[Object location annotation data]
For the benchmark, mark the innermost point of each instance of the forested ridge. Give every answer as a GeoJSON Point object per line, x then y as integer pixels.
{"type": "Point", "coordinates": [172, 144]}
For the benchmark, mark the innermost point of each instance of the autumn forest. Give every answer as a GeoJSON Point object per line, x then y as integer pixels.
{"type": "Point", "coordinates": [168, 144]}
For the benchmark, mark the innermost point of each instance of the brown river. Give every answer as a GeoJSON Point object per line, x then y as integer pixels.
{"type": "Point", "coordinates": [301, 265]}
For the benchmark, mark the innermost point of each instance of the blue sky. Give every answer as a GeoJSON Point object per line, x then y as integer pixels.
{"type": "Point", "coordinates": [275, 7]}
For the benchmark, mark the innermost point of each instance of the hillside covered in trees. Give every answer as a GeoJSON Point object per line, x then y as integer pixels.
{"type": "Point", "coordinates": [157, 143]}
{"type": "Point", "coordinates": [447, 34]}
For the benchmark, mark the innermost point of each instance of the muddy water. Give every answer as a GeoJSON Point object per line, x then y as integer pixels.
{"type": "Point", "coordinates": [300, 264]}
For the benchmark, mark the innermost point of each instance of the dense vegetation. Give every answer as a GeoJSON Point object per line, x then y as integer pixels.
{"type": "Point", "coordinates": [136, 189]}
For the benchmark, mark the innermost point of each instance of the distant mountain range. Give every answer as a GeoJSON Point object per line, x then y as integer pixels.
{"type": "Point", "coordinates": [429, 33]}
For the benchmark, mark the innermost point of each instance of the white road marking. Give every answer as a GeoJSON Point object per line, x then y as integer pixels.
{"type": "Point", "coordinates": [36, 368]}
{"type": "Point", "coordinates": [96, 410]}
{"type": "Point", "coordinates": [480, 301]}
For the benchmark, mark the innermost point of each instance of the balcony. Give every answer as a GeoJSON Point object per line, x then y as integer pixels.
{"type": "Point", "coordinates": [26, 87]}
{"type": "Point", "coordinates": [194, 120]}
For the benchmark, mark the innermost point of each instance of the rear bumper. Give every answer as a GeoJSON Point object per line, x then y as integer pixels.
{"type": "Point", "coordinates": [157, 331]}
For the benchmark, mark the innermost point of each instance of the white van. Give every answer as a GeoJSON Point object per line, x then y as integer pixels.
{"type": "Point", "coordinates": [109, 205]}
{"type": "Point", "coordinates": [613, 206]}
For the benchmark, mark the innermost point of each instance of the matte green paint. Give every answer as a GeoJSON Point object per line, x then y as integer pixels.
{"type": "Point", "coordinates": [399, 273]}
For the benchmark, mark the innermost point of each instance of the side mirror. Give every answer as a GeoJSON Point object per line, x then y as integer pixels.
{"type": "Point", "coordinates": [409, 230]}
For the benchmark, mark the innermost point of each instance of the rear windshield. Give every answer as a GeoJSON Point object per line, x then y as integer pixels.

**Exercise description**:
Reproduce the entire listing word for word.

**Reply to the exercise**:
For the benchmark, mark the innermost point of each instance of the forested ridge. Give every answer as a GeoJSON Point object per line, x then y as integer pixels.
{"type": "Point", "coordinates": [172, 144]}
For the benchmark, mark the innermost point of each instance of the autumn forest. Give every answer as a GeoJSON Point object per line, x then y as integer pixels.
{"type": "Point", "coordinates": [168, 144]}
For the benchmark, mark the innermost point of each instance of the brown river. Give every answer as a GeoJSON Point object per line, x then y as integer pixels.
{"type": "Point", "coordinates": [301, 265]}
For the benchmark, mark the innermost point of each instance of the blue sky. Give every answer as a GeoJSON Point object per line, x then y as integer pixels.
{"type": "Point", "coordinates": [275, 7]}
For the benchmark, mark the innermost point of each instance of the hillside covered in trees. Give every answer as a GeoJSON Point object per line, x then y as integer pixels.
{"type": "Point", "coordinates": [157, 143]}
{"type": "Point", "coordinates": [447, 34]}
For the benchmark, mark the innermost point of each instance of the muddy water. Give every answer as a GeoJSON Point object per line, x then y as integer pixels.
{"type": "Point", "coordinates": [300, 264]}
For the benchmark, mark the innermost point of each instance of the dense vegetation. Give every answer as a GeoJSON Point object per line, x then y as integer pixels.
{"type": "Point", "coordinates": [136, 189]}
For the benchmark, mark the innermost point of each instance of the distant mountain range. Give every answer as a GeoJSON Point object per line, x then y as integer pixels.
{"type": "Point", "coordinates": [429, 33]}
For the benchmark, mark the innermost point of each instance of the white road marking. Give every answer as a GeoJSON Point object per line, x then y as integer pixels.
{"type": "Point", "coordinates": [36, 368]}
{"type": "Point", "coordinates": [96, 410]}
{"type": "Point", "coordinates": [480, 301]}
For the benchmark, mark the innermost point of each instance of the balcony. Give every answer as a GeoJSON Point object per line, x then y as integer pixels.
{"type": "Point", "coordinates": [26, 87]}
{"type": "Point", "coordinates": [194, 120]}
For the benchmark, mark the innermost point of each instance of the rear bumper. Give every answer as a GeoJSON Point object per line, x then y as integer pixels.
{"type": "Point", "coordinates": [157, 331]}
For the benchmark, mark the innermost point of each instance of the white van. Give every answer as a GeoJSON Point object per line, x then y as integer pixels.
{"type": "Point", "coordinates": [109, 205]}
{"type": "Point", "coordinates": [613, 206]}
For the benchmark, mark the innermost point of each instance of the matte green paint. Give every answer as a GeoJSON Point object per line, x then y as integer pixels.
{"type": "Point", "coordinates": [399, 273]}
For the benchmark, mark the innermost point of each instance of the side mirror. Give every answer as a GeoJSON Point object per line, x then y as integer pixels.
{"type": "Point", "coordinates": [409, 230]}
For the benchmark, mark the innermost point of each instance of the rear windshield. Give every answer as a GeoJSON Point object per line, x then y as integer pixels.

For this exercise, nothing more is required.